● Problem to solve: Please rewrite the records from their start up to and including the line with "POLYGON ((142 88, 75", substituting "rock formation" for "rocky outcrop" and keeping everything else unchanged.

● Records shown:
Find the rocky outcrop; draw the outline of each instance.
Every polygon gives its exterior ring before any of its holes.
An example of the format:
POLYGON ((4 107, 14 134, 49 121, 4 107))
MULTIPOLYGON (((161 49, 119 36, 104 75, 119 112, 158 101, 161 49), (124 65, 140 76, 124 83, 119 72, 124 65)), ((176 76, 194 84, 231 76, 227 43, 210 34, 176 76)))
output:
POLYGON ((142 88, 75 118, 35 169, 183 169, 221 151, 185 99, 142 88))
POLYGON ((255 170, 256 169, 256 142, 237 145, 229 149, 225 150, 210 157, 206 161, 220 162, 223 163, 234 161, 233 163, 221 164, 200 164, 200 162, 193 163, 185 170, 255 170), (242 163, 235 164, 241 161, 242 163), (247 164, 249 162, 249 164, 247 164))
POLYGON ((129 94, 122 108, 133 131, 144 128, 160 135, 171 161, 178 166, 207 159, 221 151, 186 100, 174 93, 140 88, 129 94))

● Finished task:
Find the rock formation; draw the outline of each instance.
Every polygon gives its exterior ring before any of its holes.
An example of the format:
POLYGON ((4 107, 14 134, 49 121, 4 107))
MULTIPOLYGON (((161 49, 119 36, 104 75, 119 112, 158 101, 161 49), (124 65, 140 76, 124 83, 119 72, 124 65)), ((176 76, 194 84, 231 76, 227 43, 210 34, 176 76)))
output:
POLYGON ((142 88, 75 118, 35 169, 183 169, 221 151, 185 99, 142 88))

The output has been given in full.